*WHAT YOU WILL DO*.
Report how many lines in the entries contain the word "wooden", counting case, and reply with the number only.

*ROWS*.
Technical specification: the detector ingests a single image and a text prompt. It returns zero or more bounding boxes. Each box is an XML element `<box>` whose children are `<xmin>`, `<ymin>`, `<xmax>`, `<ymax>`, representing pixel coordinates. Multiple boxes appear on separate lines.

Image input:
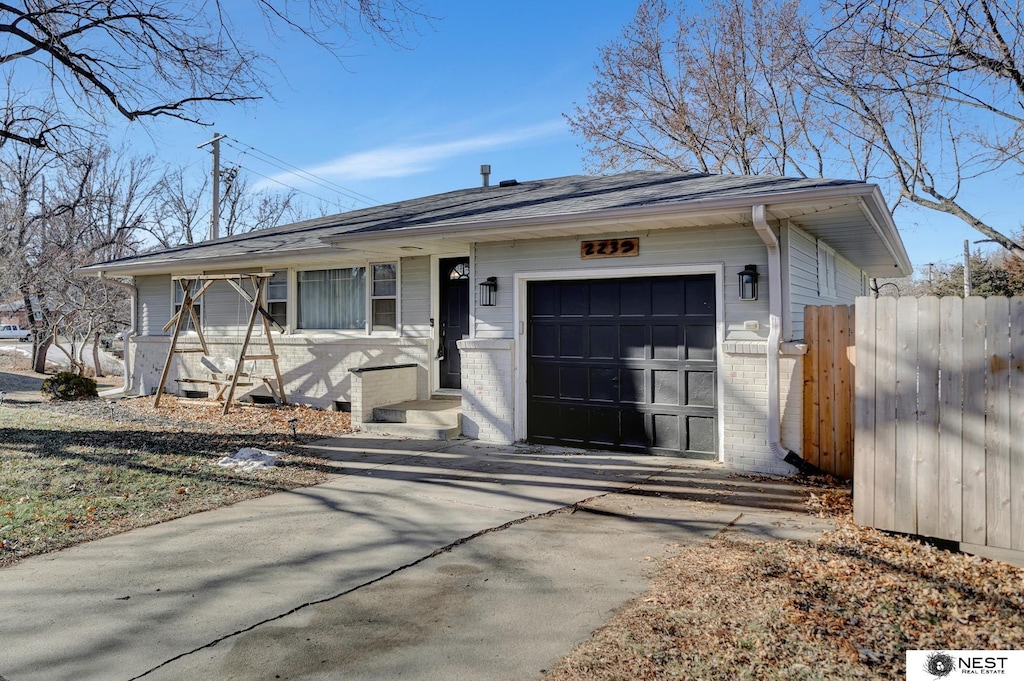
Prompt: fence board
<box><xmin>802</xmin><ymin>305</ymin><xmax>820</xmax><ymax>466</ymax></box>
<box><xmin>914</xmin><ymin>298</ymin><xmax>937</xmax><ymax>537</ymax></box>
<box><xmin>874</xmin><ymin>298</ymin><xmax>896</xmax><ymax>529</ymax></box>
<box><xmin>854</xmin><ymin>297</ymin><xmax>1024</xmax><ymax>560</ymax></box>
<box><xmin>985</xmin><ymin>298</ymin><xmax>1010</xmax><ymax>549</ymax></box>
<box><xmin>1010</xmin><ymin>298</ymin><xmax>1024</xmax><ymax>551</ymax></box>
<box><xmin>894</xmin><ymin>297</ymin><xmax>918</xmax><ymax>535</ymax></box>
<box><xmin>853</xmin><ymin>296</ymin><xmax>876</xmax><ymax>525</ymax></box>
<box><xmin>834</xmin><ymin>305</ymin><xmax>856</xmax><ymax>478</ymax></box>
<box><xmin>818</xmin><ymin>305</ymin><xmax>836</xmax><ymax>471</ymax></box>
<box><xmin>961</xmin><ymin>296</ymin><xmax>988</xmax><ymax>544</ymax></box>
<box><xmin>934</xmin><ymin>297</ymin><xmax>964</xmax><ymax>542</ymax></box>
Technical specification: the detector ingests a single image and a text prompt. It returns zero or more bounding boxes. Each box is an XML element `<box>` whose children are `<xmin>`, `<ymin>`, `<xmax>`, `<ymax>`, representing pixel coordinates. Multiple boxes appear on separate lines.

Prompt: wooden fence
<box><xmin>854</xmin><ymin>297</ymin><xmax>1024</xmax><ymax>557</ymax></box>
<box><xmin>802</xmin><ymin>305</ymin><xmax>854</xmax><ymax>478</ymax></box>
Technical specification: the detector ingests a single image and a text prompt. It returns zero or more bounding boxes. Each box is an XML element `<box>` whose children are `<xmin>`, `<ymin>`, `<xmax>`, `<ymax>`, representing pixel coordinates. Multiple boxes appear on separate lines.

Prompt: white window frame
<box><xmin>288</xmin><ymin>258</ymin><xmax>401</xmax><ymax>338</ymax></box>
<box><xmin>367</xmin><ymin>258</ymin><xmax>401</xmax><ymax>336</ymax></box>
<box><xmin>171</xmin><ymin>274</ymin><xmax>206</xmax><ymax>334</ymax></box>
<box><xmin>818</xmin><ymin>239</ymin><xmax>839</xmax><ymax>298</ymax></box>
<box><xmin>263</xmin><ymin>268</ymin><xmax>295</xmax><ymax>333</ymax></box>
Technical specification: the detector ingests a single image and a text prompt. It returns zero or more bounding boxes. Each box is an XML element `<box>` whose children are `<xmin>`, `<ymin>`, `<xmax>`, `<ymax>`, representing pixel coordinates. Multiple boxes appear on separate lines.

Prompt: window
<box><xmin>818</xmin><ymin>241</ymin><xmax>836</xmax><ymax>298</ymax></box>
<box><xmin>171</xmin><ymin>280</ymin><xmax>203</xmax><ymax>331</ymax></box>
<box><xmin>370</xmin><ymin>262</ymin><xmax>398</xmax><ymax>331</ymax></box>
<box><xmin>266</xmin><ymin>270</ymin><xmax>288</xmax><ymax>328</ymax></box>
<box><xmin>296</xmin><ymin>267</ymin><xmax>367</xmax><ymax>329</ymax></box>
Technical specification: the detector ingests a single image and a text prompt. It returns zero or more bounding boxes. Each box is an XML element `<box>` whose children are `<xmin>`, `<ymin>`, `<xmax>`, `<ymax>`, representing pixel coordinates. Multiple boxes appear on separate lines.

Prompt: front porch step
<box><xmin>374</xmin><ymin>399</ymin><xmax>462</xmax><ymax>428</ymax></box>
<box><xmin>361</xmin><ymin>422</ymin><xmax>462</xmax><ymax>440</ymax></box>
<box><xmin>361</xmin><ymin>398</ymin><xmax>462</xmax><ymax>440</ymax></box>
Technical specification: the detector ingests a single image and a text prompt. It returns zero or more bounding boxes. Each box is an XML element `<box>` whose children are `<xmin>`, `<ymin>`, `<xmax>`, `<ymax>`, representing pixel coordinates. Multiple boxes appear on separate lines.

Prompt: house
<box><xmin>84</xmin><ymin>171</ymin><xmax>911</xmax><ymax>473</ymax></box>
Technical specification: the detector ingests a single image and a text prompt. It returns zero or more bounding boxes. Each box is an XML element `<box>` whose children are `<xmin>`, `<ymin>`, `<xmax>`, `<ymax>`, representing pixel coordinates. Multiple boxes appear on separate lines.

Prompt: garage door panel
<box><xmin>590</xmin><ymin>367</ymin><xmax>620</xmax><ymax>402</ymax></box>
<box><xmin>558</xmin><ymin>325</ymin><xmax>586</xmax><ymax>358</ymax></box>
<box><xmin>590</xmin><ymin>280</ymin><xmax>618</xmax><ymax>317</ymax></box>
<box><xmin>529</xmin><ymin>325</ymin><xmax>558</xmax><ymax>357</ymax></box>
<box><xmin>651</xmin><ymin>369</ymin><xmax>680</xmax><ymax>407</ymax></box>
<box><xmin>589</xmin><ymin>325</ymin><xmax>618</xmax><ymax>359</ymax></box>
<box><xmin>558</xmin><ymin>283</ymin><xmax>590</xmax><ymax>317</ymax></box>
<box><xmin>683</xmin><ymin>324</ymin><xmax>715</xmax><ymax>361</ymax></box>
<box><xmin>683</xmin><ymin>276</ymin><xmax>715</xmax><ymax>320</ymax></box>
<box><xmin>650</xmin><ymin>278</ymin><xmax>684</xmax><ymax>316</ymax></box>
<box><xmin>618</xmin><ymin>280</ymin><xmax>650</xmax><ymax>317</ymax></box>
<box><xmin>618</xmin><ymin>324</ymin><xmax>647</xmax><ymax>359</ymax></box>
<box><xmin>618</xmin><ymin>369</ymin><xmax>647</xmax><ymax>403</ymax></box>
<box><xmin>650</xmin><ymin>324</ymin><xmax>683</xmax><ymax>359</ymax></box>
<box><xmin>651</xmin><ymin>414</ymin><xmax>681</xmax><ymax>452</ymax></box>
<box><xmin>526</xmin><ymin>275</ymin><xmax>717</xmax><ymax>458</ymax></box>
<box><xmin>686</xmin><ymin>371</ymin><xmax>717</xmax><ymax>407</ymax></box>
<box><xmin>558</xmin><ymin>367</ymin><xmax>587</xmax><ymax>399</ymax></box>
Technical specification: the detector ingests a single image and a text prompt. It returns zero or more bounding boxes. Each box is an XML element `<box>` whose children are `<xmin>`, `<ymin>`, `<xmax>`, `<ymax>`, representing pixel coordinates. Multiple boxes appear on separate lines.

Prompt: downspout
<box><xmin>96</xmin><ymin>270</ymin><xmax>138</xmax><ymax>397</ymax></box>
<box><xmin>752</xmin><ymin>204</ymin><xmax>820</xmax><ymax>475</ymax></box>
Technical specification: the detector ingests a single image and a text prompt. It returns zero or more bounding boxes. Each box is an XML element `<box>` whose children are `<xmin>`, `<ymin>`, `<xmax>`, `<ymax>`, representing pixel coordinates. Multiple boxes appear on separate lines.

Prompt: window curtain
<box><xmin>297</xmin><ymin>267</ymin><xmax>367</xmax><ymax>329</ymax></box>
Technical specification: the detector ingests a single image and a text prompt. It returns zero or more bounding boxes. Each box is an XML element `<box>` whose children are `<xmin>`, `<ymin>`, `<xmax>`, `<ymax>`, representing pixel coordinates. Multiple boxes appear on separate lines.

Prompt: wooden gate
<box><xmin>803</xmin><ymin>305</ymin><xmax>855</xmax><ymax>478</ymax></box>
<box><xmin>853</xmin><ymin>297</ymin><xmax>1024</xmax><ymax>560</ymax></box>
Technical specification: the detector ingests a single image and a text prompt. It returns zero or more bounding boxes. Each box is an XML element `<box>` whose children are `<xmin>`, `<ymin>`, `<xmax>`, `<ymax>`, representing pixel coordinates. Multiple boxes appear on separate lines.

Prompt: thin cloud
<box><xmin>256</xmin><ymin>121</ymin><xmax>565</xmax><ymax>184</ymax></box>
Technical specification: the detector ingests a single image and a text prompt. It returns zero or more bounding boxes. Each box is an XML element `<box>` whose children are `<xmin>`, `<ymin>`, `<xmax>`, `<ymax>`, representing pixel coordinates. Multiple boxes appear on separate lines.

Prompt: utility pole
<box><xmin>964</xmin><ymin>239</ymin><xmax>974</xmax><ymax>298</ymax></box>
<box><xmin>196</xmin><ymin>132</ymin><xmax>227</xmax><ymax>239</ymax></box>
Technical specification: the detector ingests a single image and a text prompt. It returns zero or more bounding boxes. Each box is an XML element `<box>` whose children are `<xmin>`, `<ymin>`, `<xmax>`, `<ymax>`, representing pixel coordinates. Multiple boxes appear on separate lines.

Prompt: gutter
<box><xmin>79</xmin><ymin>182</ymin><xmax>909</xmax><ymax>276</ymax></box>
<box><xmin>751</xmin><ymin>204</ymin><xmax>821</xmax><ymax>475</ymax></box>
<box><xmin>96</xmin><ymin>270</ymin><xmax>138</xmax><ymax>397</ymax></box>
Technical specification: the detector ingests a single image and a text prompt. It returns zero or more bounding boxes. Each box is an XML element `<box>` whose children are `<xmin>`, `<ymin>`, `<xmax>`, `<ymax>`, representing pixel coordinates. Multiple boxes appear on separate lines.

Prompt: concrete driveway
<box><xmin>0</xmin><ymin>436</ymin><xmax>827</xmax><ymax>681</ymax></box>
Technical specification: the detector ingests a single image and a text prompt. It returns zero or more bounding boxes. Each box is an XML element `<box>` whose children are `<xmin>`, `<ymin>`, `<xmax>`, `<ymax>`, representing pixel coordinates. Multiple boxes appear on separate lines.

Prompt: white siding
<box><xmin>785</xmin><ymin>225</ymin><xmax>863</xmax><ymax>340</ymax></box>
<box><xmin>135</xmin><ymin>274</ymin><xmax>174</xmax><ymax>336</ymax></box>
<box><xmin>400</xmin><ymin>256</ymin><xmax>430</xmax><ymax>338</ymax></box>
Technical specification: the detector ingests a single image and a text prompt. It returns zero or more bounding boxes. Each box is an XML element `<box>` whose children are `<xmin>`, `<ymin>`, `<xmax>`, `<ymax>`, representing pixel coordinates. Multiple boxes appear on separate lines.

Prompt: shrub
<box><xmin>41</xmin><ymin>372</ymin><xmax>99</xmax><ymax>399</ymax></box>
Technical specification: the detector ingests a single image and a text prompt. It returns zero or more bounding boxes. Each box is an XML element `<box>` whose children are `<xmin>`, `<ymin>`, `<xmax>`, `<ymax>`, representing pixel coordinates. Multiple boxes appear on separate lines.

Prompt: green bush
<box><xmin>41</xmin><ymin>372</ymin><xmax>98</xmax><ymax>399</ymax></box>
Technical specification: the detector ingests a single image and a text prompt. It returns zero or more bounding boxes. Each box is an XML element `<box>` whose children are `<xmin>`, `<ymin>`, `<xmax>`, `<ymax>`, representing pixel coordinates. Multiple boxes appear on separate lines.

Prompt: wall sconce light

*FINAL RESULT*.
2